Source passage:
┌──

Show that $$f(x)=\begin{cases}\frac{1}{b}& x=\frac{a}{b}\in [0,1],a,b\in\mathbb Z\\ 0&x\in \mathbb R\backslash \mathbb Q \cap [0,1]\end{cases}$$ is integrable on $[0,1]$.
Let $$S_\sigma =\sum_{i=1}^n m_i(x_{i+1}-x_i)\quad \text{and}\quad S^{\sigma }=\sum_{i=1}^n M_i(x_{i+1}-x_i),$$ where $$M_i=\max_{ [x_{i+1},x_i]}f,\quad \text{and}\quad m_i=\min_{[x_{i+1},x_i]}f.$$
I have to show that $\overline{S}=\underline{S}$ where $$\overline{S}=\sup_{\sigma }S_\sigma \quad \text{and}\quad \underline{S}=\inf_\sigma S^\sigma .$$
Obviously $S_\sigma =0$ for all partition $\sigma $, and thus $\overline{S}=0$. But for $\underline{S}$ I have some problem. I just can't find $M_i$. But maybe something as :
I consider $ \sigma _n : 0<\frac{1}{n}<...<\frac{n-1}{n}<1$. Then I would say that $M_i\leq \frac{1}{i}$, and thus
$$S^{\sigma _n}\leq \frac{1}{n}\sum_{k=1}^n\frac{1}{k}\underset{n\to \infty }{\longrightarrow }0,$$ and thus, the claim follow. It work ?

└──

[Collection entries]

┌──

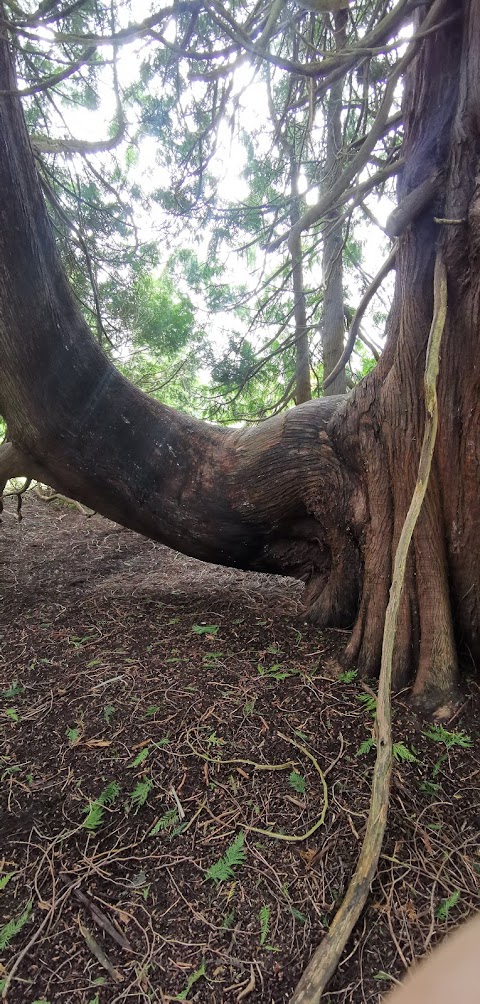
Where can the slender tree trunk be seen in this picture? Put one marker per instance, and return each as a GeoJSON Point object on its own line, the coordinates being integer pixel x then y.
{"type": "Point", "coordinates": [333, 310]}
{"type": "Point", "coordinates": [302, 350]}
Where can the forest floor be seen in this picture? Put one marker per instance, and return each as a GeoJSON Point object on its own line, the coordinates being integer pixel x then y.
{"type": "Point", "coordinates": [158, 716]}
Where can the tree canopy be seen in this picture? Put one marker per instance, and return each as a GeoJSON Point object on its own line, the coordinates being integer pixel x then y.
{"type": "Point", "coordinates": [215, 133]}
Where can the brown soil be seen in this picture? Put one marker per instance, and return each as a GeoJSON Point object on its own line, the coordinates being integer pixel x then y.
{"type": "Point", "coordinates": [201, 691]}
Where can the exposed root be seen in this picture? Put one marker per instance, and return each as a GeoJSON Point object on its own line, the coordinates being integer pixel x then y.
{"type": "Point", "coordinates": [325, 960]}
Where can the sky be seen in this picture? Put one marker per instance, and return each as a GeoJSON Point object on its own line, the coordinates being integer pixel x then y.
{"type": "Point", "coordinates": [228, 166]}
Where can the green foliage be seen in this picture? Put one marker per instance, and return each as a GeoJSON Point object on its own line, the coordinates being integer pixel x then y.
{"type": "Point", "coordinates": [366, 746]}
{"type": "Point", "coordinates": [95, 809]}
{"type": "Point", "coordinates": [14, 690]}
{"type": "Point", "coordinates": [192, 980]}
{"type": "Point", "coordinates": [141, 793]}
{"type": "Point", "coordinates": [443, 911]}
{"type": "Point", "coordinates": [224, 868]}
{"type": "Point", "coordinates": [449, 739]}
{"type": "Point", "coordinates": [369, 702]}
{"type": "Point", "coordinates": [205, 629]}
{"type": "Point", "coordinates": [402, 752]}
{"type": "Point", "coordinates": [15, 926]}
{"type": "Point", "coordinates": [72, 735]}
{"type": "Point", "coordinates": [264, 918]}
{"type": "Point", "coordinates": [347, 677]}
{"type": "Point", "coordinates": [4, 880]}
{"type": "Point", "coordinates": [166, 822]}
{"type": "Point", "coordinates": [12, 714]}
{"type": "Point", "coordinates": [140, 758]}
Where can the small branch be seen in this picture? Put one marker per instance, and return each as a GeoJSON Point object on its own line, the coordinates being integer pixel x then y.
{"type": "Point", "coordinates": [412, 206]}
{"type": "Point", "coordinates": [325, 960]}
{"type": "Point", "coordinates": [358, 316]}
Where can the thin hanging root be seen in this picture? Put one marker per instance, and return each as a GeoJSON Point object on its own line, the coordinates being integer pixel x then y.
{"type": "Point", "coordinates": [325, 959]}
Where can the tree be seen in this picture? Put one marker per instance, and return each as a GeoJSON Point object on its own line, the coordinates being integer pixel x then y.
{"type": "Point", "coordinates": [319, 492]}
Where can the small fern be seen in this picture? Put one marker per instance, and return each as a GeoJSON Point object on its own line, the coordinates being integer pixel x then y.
{"type": "Point", "coordinates": [445, 907]}
{"type": "Point", "coordinates": [440, 735]}
{"type": "Point", "coordinates": [366, 746]}
{"type": "Point", "coordinates": [109, 794]}
{"type": "Point", "coordinates": [13, 928]}
{"type": "Point", "coordinates": [167, 821]}
{"type": "Point", "coordinates": [94, 816]}
{"type": "Point", "coordinates": [402, 752]}
{"type": "Point", "coordinates": [369, 702]}
{"type": "Point", "coordinates": [264, 918]}
{"type": "Point", "coordinates": [297, 782]}
{"type": "Point", "coordinates": [192, 980]}
{"type": "Point", "coordinates": [95, 811]}
{"type": "Point", "coordinates": [140, 758]}
{"type": "Point", "coordinates": [4, 880]}
{"type": "Point", "coordinates": [234, 855]}
{"type": "Point", "coordinates": [141, 793]}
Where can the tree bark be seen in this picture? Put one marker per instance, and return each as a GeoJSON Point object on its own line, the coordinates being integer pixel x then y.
{"type": "Point", "coordinates": [440, 613]}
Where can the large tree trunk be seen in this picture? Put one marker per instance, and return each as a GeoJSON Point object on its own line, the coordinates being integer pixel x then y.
{"type": "Point", "coordinates": [381, 430]}
{"type": "Point", "coordinates": [240, 497]}
{"type": "Point", "coordinates": [321, 491]}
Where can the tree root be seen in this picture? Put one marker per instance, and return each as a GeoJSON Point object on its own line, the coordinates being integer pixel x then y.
{"type": "Point", "coordinates": [325, 959]}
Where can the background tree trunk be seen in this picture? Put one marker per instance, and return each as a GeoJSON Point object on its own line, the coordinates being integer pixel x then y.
{"type": "Point", "coordinates": [333, 328]}
{"type": "Point", "coordinates": [302, 352]}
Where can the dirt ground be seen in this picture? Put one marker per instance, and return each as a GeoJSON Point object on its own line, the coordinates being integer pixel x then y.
{"type": "Point", "coordinates": [185, 780]}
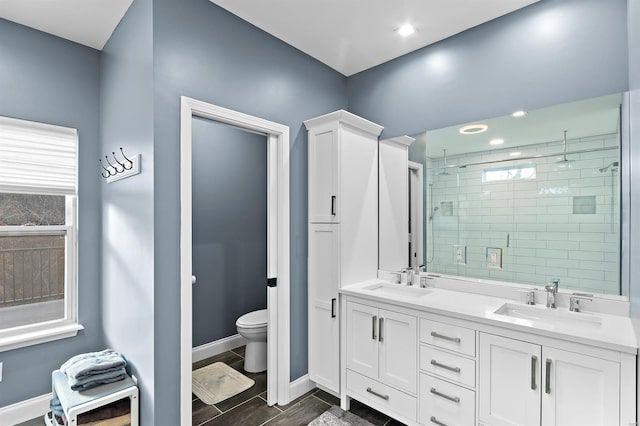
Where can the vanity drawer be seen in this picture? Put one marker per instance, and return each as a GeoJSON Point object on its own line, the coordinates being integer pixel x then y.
{"type": "Point", "coordinates": [450, 366]}
{"type": "Point", "coordinates": [448, 336]}
{"type": "Point", "coordinates": [365, 389]}
{"type": "Point", "coordinates": [443, 403]}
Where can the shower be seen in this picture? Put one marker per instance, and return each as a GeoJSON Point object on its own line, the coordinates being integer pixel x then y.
{"type": "Point", "coordinates": [613, 166]}
{"type": "Point", "coordinates": [444, 171]}
{"type": "Point", "coordinates": [564, 155]}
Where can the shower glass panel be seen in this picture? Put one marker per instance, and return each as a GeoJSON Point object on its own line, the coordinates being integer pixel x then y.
{"type": "Point", "coordinates": [527, 213]}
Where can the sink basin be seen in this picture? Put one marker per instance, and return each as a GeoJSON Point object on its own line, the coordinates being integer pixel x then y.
{"type": "Point", "coordinates": [397, 290]}
{"type": "Point", "coordinates": [558, 316]}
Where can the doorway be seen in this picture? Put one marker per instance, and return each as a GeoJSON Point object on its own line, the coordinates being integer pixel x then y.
{"type": "Point", "coordinates": [276, 137]}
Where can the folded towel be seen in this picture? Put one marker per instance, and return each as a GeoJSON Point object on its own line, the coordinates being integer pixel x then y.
{"type": "Point", "coordinates": [56, 407]}
{"type": "Point", "coordinates": [97, 380]}
{"type": "Point", "coordinates": [85, 365]}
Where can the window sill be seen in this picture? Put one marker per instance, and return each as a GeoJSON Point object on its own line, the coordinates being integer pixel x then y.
{"type": "Point", "coordinates": [60, 330]}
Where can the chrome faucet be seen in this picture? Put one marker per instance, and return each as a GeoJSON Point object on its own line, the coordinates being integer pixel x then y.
{"type": "Point", "coordinates": [552, 291]}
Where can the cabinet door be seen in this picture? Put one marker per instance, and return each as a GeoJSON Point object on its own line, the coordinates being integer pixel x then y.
{"type": "Point", "coordinates": [509, 390]}
{"type": "Point", "coordinates": [324, 337]}
{"type": "Point", "coordinates": [398, 337]}
{"type": "Point", "coordinates": [362, 339]}
{"type": "Point", "coordinates": [324, 175]}
{"type": "Point", "coordinates": [579, 389]}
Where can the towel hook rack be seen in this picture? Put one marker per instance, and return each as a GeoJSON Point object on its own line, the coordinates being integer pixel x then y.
{"type": "Point", "coordinates": [125, 168]}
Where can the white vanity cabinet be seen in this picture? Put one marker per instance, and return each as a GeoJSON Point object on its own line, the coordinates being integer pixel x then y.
{"type": "Point", "coordinates": [526, 384]}
{"type": "Point", "coordinates": [394, 203]}
{"type": "Point", "coordinates": [342, 228]}
{"type": "Point", "coordinates": [381, 358]}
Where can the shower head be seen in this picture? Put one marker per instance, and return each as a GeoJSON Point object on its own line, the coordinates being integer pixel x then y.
{"type": "Point", "coordinates": [613, 167]}
{"type": "Point", "coordinates": [444, 171]}
{"type": "Point", "coordinates": [433, 212]}
{"type": "Point", "coordinates": [564, 158]}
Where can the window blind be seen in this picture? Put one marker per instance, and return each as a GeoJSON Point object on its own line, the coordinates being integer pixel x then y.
{"type": "Point", "coordinates": [37, 158]}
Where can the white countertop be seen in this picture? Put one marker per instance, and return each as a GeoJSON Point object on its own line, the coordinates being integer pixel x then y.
{"type": "Point", "coordinates": [613, 332]}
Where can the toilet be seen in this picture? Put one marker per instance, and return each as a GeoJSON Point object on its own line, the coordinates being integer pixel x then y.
{"type": "Point", "coordinates": [253, 327]}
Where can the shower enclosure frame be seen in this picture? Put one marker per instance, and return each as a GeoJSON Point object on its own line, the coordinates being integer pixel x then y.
{"type": "Point", "coordinates": [278, 260]}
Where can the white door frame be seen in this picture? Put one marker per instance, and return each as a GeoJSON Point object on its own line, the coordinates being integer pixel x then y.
{"type": "Point", "coordinates": [417, 221]}
{"type": "Point", "coordinates": [277, 136]}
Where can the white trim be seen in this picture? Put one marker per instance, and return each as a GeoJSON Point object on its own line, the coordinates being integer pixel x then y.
{"type": "Point", "coordinates": [25, 410]}
{"type": "Point", "coordinates": [402, 141]}
{"type": "Point", "coordinates": [280, 228]}
{"type": "Point", "coordinates": [345, 117]}
{"type": "Point", "coordinates": [300, 386]}
{"type": "Point", "coordinates": [219, 346]}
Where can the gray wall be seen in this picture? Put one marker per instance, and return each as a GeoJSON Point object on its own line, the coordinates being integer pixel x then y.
{"type": "Point", "coordinates": [229, 227]}
{"type": "Point", "coordinates": [204, 52]}
{"type": "Point", "coordinates": [127, 205]}
{"type": "Point", "coordinates": [551, 52]}
{"type": "Point", "coordinates": [47, 79]}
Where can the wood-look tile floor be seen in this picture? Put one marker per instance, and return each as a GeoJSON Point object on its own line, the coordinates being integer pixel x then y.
{"type": "Point", "coordinates": [250, 408]}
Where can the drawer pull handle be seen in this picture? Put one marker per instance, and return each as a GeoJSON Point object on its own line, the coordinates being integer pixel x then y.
{"type": "Point", "coordinates": [374, 319]}
{"type": "Point", "coordinates": [442, 336]}
{"type": "Point", "coordinates": [547, 385]}
{"type": "Point", "coordinates": [436, 421]}
{"type": "Point", "coordinates": [534, 363]}
{"type": "Point", "coordinates": [446, 367]}
{"type": "Point", "coordinates": [445, 396]}
{"type": "Point", "coordinates": [379, 395]}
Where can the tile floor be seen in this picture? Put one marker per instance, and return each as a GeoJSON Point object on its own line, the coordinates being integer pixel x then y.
{"type": "Point", "coordinates": [250, 408]}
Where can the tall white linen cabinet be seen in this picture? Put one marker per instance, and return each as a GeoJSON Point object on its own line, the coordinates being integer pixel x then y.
{"type": "Point", "coordinates": [343, 228]}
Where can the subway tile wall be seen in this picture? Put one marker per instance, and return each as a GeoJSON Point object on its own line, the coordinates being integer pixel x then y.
{"type": "Point", "coordinates": [534, 221]}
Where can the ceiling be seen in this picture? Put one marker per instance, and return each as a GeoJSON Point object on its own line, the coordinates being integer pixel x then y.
{"type": "Point", "coordinates": [347, 35]}
{"type": "Point", "coordinates": [88, 22]}
{"type": "Point", "coordinates": [590, 117]}
{"type": "Point", "coordinates": [353, 35]}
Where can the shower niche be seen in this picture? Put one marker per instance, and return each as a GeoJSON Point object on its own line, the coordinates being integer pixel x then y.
{"type": "Point", "coordinates": [539, 192]}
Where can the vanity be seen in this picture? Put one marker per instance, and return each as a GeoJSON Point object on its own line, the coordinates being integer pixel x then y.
{"type": "Point", "coordinates": [436, 356]}
{"type": "Point", "coordinates": [477, 339]}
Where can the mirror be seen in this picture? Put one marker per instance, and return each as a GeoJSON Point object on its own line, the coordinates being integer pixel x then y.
{"type": "Point", "coordinates": [527, 198]}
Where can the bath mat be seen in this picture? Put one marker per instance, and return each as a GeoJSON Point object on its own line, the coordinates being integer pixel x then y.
{"type": "Point", "coordinates": [217, 382]}
{"type": "Point", "coordinates": [335, 416]}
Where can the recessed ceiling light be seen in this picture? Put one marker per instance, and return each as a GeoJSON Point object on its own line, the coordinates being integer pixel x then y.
{"type": "Point", "coordinates": [406, 30]}
{"type": "Point", "coordinates": [472, 129]}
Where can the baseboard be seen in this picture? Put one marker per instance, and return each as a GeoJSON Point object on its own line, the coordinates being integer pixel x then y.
{"type": "Point", "coordinates": [300, 386]}
{"type": "Point", "coordinates": [25, 410]}
{"type": "Point", "coordinates": [214, 348]}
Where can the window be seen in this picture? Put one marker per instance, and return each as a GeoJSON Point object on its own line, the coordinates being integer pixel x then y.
{"type": "Point", "coordinates": [38, 220]}
{"type": "Point", "coordinates": [524, 171]}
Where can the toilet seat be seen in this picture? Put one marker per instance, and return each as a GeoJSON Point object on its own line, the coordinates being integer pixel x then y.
{"type": "Point", "coordinates": [255, 319]}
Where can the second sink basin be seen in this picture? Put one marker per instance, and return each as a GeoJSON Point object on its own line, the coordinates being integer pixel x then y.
{"type": "Point", "coordinates": [397, 290]}
{"type": "Point", "coordinates": [550, 316]}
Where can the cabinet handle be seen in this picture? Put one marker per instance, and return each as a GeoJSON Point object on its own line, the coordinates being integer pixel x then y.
{"type": "Point", "coordinates": [374, 319]}
{"type": "Point", "coordinates": [446, 367]}
{"type": "Point", "coordinates": [534, 364]}
{"type": "Point", "coordinates": [436, 421]}
{"type": "Point", "coordinates": [379, 395]}
{"type": "Point", "coordinates": [442, 336]}
{"type": "Point", "coordinates": [445, 396]}
{"type": "Point", "coordinates": [547, 385]}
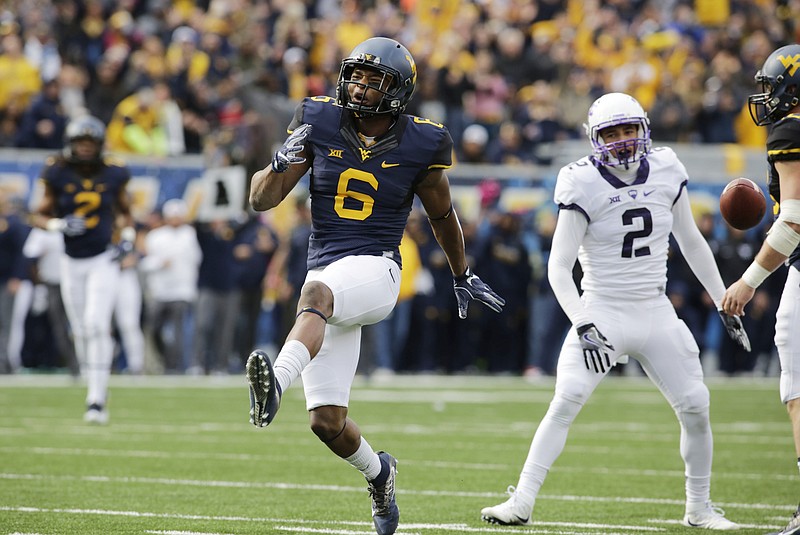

└──

List of tasks:
1. According to the forum post, what value does $S_\sigma$ take for every partition $\sigma$?
2. Select every line of the entries that contains the word "white".

Task responses:
1. $S_\sigma = 0$ for every partition $\sigma$.

2.
Where can the white vanity cabinet be seen in this picture? Put one marker per instance, and return each as a GeoJSON Point object on its own line, the coordinates being integer pixel x then y.
Where can the white countertop be seen in this picture? Put one marker per instance, and return each as a GeoJSON Point object on its own line, the coordinates being integer pixel x then y.
Where can the white door frame be seen in this picture? Put one marker per instance, and return each as a GeoJSON Point object on its own line, the coordinates being integer pixel x then y.
Where can the white trim be seen in this picture? Put one marker per instance, and return each as a GeoJSON Point object on its own line, the coordinates being integer pixel x then y.
Where can the tall white linen cabinet be seen in this picture? Put one marker per instance, and return each as a GeoJSON Point object on its own line, the coordinates being integer pixel x then y.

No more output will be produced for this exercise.